• [Görev 1] Aşağıdaki mahkeme kararı özetine göre ilk derece mahkemesinin vardığı tespitleri, metindeki sırayla madde madde yazın.

• [Kaynak Metin]

——

İlk Derece Mahkemesi kararının özeti: Temyize konu kararda; aynı işlemin iptali istemiyle başka bir davacı tarafından açılan ve Trabzon İdare Mahkemesinin E:2021/875 sayılı dosyasında görülmekte olan davada yaptırılan keşif sonucu düzenlenen bilirkişi raporu ile dosyada bulunan bilgi ve belgelerin birlikte değerlendirilmesinden; proje tanıtım dosyasının, Çevresel Etki Değerlendirmesi Yönetmeliği’nde belirlenen esaslara göre hazırlandığı, dosyanın hazırlanmasında ÇED sürecine uygun hareket edildiği, çevre üzerindeki olumsuz etkilerin, projenin uygulanmasının izlenmesi ve kontrolünde sürdürülecek çalışmalarla alınacak önlemlerin, ilgili mevzuat ve bilimsel esaslara göre kabul edilebilir düzeyde olduğu, projenin çevreye olabilecek olumsuz yöndeki etkilerinin önlenmesi ya da proje etkilerinin çevreye zarar vermeyecek ölçüye indirilmesi için gerekli önlemlerin alındığı, yeterli verilere istinaden düzenlenen proje tanıtım dosyasına göre tesis edilen dava konusu “Çevresel Etki Değerlendirmesi Gerekli Değildir” kararında hukuka aykırılık bulunmadığı sonucuna varılmıştır.

——

• [Görev 2] Listede "mark: the car door, one point per instance" ifadesini içeren satırdan listenin sonuna kadar uzanan satırların hepsini, boş satırları atlayarak, "Sıra" ve "Satır" sütunlarından oluşan bir Markdown tablosuna aktarın.

• [Liste Alıntısı]
——

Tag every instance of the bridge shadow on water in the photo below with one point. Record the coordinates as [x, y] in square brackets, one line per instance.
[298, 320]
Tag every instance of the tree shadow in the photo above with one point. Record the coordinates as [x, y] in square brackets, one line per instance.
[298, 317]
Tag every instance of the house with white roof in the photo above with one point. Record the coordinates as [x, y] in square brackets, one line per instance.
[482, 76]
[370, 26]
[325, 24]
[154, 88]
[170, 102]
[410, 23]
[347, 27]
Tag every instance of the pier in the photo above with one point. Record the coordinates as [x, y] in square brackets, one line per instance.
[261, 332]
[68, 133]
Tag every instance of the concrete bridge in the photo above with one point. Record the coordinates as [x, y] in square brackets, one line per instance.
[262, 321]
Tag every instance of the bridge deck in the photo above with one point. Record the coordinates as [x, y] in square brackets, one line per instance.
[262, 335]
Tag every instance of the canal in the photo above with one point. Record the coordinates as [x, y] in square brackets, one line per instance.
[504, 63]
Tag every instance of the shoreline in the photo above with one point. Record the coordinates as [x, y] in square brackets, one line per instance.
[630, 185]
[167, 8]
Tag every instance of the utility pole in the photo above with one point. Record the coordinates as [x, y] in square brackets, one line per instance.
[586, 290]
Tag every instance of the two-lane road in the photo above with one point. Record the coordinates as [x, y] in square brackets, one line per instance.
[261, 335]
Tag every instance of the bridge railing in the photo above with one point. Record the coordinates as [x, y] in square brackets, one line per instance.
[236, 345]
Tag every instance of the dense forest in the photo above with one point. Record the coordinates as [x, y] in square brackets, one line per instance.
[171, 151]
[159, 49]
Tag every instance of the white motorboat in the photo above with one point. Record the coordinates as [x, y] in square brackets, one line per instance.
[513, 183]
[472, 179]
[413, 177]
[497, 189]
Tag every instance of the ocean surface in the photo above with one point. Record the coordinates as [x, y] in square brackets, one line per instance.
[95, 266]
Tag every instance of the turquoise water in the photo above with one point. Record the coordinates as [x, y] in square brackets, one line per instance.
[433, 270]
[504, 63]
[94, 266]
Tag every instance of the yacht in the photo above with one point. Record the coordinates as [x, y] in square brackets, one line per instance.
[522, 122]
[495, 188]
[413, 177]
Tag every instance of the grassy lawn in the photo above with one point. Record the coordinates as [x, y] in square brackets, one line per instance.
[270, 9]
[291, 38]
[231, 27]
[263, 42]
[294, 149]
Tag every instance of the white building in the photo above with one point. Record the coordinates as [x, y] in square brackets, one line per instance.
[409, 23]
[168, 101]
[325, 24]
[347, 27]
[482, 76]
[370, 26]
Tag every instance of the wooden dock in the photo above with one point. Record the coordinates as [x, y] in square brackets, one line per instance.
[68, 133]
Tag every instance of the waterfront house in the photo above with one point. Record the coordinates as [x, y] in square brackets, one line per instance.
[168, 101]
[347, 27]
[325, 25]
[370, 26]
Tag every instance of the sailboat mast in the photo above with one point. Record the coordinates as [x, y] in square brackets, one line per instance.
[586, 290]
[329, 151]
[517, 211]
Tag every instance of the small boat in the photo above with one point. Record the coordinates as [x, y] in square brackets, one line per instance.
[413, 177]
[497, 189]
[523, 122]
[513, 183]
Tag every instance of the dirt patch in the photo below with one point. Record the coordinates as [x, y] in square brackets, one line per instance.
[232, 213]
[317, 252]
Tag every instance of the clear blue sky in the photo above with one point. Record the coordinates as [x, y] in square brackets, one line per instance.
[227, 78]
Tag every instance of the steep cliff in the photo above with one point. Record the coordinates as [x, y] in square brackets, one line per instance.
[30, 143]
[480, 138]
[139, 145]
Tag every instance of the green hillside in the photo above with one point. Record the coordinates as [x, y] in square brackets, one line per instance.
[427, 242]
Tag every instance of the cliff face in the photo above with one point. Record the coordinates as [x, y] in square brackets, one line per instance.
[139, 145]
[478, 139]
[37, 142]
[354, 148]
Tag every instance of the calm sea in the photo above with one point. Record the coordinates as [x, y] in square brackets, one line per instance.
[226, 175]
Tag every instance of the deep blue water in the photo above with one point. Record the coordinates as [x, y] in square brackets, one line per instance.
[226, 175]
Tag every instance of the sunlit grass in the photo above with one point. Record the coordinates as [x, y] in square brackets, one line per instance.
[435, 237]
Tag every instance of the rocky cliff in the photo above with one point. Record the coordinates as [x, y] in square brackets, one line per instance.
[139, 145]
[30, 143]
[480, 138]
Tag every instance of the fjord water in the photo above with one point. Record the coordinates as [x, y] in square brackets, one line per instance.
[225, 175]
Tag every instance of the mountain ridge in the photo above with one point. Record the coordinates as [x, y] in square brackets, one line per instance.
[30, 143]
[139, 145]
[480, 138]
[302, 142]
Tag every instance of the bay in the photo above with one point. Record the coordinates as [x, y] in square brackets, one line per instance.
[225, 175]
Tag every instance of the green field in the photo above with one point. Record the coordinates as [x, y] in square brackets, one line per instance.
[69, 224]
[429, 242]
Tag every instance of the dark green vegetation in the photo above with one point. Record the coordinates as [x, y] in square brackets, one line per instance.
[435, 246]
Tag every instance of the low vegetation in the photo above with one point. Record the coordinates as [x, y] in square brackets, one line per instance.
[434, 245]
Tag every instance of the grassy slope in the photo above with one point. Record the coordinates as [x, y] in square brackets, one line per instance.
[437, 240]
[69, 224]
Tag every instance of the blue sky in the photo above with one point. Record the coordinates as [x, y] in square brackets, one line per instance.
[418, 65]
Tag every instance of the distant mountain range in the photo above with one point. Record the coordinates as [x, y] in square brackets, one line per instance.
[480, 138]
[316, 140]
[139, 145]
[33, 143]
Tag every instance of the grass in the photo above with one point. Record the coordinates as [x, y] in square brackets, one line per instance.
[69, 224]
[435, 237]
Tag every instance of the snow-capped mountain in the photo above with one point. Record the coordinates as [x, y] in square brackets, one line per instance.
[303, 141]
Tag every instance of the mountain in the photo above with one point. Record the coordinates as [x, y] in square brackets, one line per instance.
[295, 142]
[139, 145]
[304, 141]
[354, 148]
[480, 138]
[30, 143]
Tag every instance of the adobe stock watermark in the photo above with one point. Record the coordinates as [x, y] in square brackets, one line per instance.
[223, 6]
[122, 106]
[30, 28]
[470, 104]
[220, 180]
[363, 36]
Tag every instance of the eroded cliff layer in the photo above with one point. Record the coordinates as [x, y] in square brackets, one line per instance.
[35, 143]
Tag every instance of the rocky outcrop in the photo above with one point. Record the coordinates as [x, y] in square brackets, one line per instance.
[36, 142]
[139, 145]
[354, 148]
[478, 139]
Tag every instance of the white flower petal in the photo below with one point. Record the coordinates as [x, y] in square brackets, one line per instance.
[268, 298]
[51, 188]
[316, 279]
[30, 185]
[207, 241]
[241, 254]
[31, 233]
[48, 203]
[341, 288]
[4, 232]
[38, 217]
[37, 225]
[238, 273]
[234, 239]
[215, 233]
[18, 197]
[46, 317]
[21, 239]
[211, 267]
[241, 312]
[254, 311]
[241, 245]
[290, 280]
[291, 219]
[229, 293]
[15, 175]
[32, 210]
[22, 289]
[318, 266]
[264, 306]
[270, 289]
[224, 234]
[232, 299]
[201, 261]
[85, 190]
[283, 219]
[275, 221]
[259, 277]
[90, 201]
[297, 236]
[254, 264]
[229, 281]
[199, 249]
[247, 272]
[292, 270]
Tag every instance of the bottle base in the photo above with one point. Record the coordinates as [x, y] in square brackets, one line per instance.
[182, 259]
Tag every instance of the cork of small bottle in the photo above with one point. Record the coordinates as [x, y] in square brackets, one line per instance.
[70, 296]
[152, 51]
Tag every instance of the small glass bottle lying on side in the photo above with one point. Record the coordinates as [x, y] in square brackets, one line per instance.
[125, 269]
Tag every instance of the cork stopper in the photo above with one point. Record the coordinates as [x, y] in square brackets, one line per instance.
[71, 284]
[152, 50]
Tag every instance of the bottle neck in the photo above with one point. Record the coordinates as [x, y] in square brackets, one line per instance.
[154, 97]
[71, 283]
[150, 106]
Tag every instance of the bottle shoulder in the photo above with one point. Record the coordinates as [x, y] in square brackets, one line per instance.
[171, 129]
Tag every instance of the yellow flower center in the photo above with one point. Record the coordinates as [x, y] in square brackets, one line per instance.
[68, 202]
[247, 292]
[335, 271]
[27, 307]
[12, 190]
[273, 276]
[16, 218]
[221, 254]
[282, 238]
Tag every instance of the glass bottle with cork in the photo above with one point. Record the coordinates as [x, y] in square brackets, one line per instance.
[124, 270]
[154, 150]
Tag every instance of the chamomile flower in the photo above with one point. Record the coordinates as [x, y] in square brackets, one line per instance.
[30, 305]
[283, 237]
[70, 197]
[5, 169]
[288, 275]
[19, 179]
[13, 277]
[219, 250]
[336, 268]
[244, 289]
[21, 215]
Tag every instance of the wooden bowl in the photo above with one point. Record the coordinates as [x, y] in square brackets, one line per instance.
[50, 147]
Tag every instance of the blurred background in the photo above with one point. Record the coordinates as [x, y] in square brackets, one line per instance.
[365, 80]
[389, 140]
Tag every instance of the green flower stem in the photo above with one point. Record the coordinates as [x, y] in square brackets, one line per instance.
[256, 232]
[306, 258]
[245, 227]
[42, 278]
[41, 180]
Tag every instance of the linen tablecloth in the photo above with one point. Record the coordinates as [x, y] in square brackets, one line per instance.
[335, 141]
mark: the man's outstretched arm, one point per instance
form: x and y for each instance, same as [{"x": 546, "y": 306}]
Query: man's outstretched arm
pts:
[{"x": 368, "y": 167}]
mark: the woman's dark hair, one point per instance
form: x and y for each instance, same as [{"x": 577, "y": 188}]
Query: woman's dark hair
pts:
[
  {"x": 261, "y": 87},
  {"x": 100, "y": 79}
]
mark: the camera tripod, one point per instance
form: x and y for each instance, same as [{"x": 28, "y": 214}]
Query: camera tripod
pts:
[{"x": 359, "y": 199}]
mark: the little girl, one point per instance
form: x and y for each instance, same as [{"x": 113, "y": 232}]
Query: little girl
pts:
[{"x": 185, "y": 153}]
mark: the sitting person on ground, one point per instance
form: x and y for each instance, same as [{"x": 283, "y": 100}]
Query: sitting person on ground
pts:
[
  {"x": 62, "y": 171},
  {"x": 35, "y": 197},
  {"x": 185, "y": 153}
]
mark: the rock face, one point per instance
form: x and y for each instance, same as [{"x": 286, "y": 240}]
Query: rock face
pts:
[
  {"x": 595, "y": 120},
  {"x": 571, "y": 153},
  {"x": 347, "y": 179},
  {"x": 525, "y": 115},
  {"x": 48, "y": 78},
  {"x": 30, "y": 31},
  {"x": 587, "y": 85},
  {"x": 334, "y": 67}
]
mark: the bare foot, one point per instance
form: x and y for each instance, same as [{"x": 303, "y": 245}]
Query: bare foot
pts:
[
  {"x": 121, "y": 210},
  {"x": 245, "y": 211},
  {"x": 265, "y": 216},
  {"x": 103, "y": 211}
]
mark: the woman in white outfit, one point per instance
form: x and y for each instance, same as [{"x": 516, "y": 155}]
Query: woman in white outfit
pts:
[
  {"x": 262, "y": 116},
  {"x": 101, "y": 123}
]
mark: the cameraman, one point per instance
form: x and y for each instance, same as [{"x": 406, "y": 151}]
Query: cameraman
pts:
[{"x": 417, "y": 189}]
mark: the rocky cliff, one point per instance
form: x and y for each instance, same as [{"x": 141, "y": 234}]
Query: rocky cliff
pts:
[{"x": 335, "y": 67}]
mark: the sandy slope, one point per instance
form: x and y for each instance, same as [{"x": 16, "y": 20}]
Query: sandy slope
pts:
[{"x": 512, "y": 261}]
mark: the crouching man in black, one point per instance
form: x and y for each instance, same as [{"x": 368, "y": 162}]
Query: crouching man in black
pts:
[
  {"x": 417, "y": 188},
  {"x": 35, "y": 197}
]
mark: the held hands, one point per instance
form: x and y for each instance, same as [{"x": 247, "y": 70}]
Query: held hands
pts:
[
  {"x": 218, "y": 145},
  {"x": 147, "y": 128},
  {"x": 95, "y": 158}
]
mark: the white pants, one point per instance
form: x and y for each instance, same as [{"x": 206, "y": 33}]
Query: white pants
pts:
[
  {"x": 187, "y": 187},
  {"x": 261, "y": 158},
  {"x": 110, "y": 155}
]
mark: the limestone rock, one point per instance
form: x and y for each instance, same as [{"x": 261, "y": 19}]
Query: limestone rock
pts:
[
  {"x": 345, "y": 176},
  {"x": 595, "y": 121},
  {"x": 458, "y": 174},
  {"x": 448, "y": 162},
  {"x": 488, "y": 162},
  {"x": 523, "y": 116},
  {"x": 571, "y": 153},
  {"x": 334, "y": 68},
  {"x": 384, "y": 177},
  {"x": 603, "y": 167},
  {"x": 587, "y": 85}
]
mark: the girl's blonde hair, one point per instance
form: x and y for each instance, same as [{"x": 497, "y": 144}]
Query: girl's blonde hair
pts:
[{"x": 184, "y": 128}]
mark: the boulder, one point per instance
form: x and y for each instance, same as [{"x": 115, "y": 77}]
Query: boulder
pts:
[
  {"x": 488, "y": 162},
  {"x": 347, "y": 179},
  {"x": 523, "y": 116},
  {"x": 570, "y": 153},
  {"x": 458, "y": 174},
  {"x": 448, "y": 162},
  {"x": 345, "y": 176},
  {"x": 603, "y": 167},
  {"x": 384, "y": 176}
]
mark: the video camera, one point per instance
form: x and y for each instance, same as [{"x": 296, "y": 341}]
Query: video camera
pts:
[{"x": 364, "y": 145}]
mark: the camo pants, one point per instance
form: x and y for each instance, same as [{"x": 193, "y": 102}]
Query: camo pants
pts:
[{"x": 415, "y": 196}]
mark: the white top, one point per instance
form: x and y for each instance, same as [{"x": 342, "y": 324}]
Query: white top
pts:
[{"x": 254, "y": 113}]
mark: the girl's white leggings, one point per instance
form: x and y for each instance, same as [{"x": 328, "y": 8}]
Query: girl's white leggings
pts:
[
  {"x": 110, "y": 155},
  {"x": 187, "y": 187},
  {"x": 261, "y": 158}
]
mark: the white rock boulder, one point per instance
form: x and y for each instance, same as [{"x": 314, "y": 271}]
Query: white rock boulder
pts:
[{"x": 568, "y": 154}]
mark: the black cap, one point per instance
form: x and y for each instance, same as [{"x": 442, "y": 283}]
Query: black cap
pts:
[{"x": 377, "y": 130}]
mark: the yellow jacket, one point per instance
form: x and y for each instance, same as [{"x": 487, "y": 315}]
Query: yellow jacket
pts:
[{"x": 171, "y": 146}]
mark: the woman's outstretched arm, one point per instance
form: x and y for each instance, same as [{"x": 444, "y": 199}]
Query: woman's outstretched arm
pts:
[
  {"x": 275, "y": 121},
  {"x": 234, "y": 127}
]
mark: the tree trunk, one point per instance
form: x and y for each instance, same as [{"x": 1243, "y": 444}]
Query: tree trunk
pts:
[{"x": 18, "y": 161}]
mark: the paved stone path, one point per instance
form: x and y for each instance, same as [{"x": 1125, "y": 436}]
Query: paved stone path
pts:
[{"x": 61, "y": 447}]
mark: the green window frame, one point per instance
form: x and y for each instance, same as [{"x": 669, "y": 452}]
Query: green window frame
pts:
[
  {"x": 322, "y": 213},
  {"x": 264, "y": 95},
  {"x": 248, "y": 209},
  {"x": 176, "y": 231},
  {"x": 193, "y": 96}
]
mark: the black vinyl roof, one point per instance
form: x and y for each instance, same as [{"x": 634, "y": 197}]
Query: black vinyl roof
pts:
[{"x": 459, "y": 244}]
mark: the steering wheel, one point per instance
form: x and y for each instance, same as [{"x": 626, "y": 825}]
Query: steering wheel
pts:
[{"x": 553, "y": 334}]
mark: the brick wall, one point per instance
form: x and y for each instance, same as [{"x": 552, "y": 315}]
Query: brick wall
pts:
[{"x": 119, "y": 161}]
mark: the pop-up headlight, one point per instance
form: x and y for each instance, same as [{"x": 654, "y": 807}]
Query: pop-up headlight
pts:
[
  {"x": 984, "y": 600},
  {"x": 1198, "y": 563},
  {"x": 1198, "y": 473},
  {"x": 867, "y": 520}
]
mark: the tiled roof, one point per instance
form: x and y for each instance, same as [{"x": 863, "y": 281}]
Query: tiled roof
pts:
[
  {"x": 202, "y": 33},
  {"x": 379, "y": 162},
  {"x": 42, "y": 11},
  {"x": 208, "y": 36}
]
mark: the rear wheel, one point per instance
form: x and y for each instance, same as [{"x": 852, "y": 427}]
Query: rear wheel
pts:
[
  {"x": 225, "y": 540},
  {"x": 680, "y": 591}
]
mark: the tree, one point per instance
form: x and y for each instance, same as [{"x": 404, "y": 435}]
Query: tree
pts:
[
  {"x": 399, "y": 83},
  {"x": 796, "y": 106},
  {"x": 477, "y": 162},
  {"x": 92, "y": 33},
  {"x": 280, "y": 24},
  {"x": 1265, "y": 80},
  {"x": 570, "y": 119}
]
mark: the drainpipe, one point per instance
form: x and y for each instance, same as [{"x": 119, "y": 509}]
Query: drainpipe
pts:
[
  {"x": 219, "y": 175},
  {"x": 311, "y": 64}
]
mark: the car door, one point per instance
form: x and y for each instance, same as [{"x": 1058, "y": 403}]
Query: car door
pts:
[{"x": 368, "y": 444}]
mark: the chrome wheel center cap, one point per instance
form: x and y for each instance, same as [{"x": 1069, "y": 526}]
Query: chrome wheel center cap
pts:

——

• [Nihai Cevap 1]
1. Proje tanıtım dosyası, Çevresel Etki Değerlendirmesi Yönetmeliği'nde belirlenen esaslara göre hazırlanmıştır.
2. Dosyanın hazırlanmasında ÇED sürecine uygun hareket edilmiştir.
3. Çevre üzerindeki olumsuz etkiler ile projenin uygulanmasının izlenmesi ve kontrolünde sürdürülecek çalışmalarla alınacak önlemler, ilgili mevzuat ve bilimsel esaslara göre kabul edilebilir düzeydedir.
4. Projenin çevreye olabilecek olumsuz etkilerinin önlenmesi ya da bu etkilerin çevreye zarar vermeyecek ölçüye indirilmesi için gerekli önlemler alınmıştır.
5. Yeterli verilere dayanılarak düzenlenen proje tanıtım dosyasına göre tesis edilen dava konusu "Çevresel Etki Değerlendirmesi Gerekli Değildir" kararında hukuka aykırılık bulunmamaktadır.

• [Nihai Cevap 2]
| Sıra | Satır |
|---|---|
| 1 | mark: the car door, one point per instance |
| 2 | form: x and y for each instance, same as [{"x": 1058, "y": 403}] |
| 3 | Query: car door |
| 4 | pts: |
| 5 | [{"x": 368, "y": 444}] |
| 6 | mark: the chrome wheel center cap, one point per instance |
| 7 | form: x and y for each instance, same as [{"x": 1069, "y": 526}] |
| 8 | Query: chrome wheel center cap |
| 9 | pts: |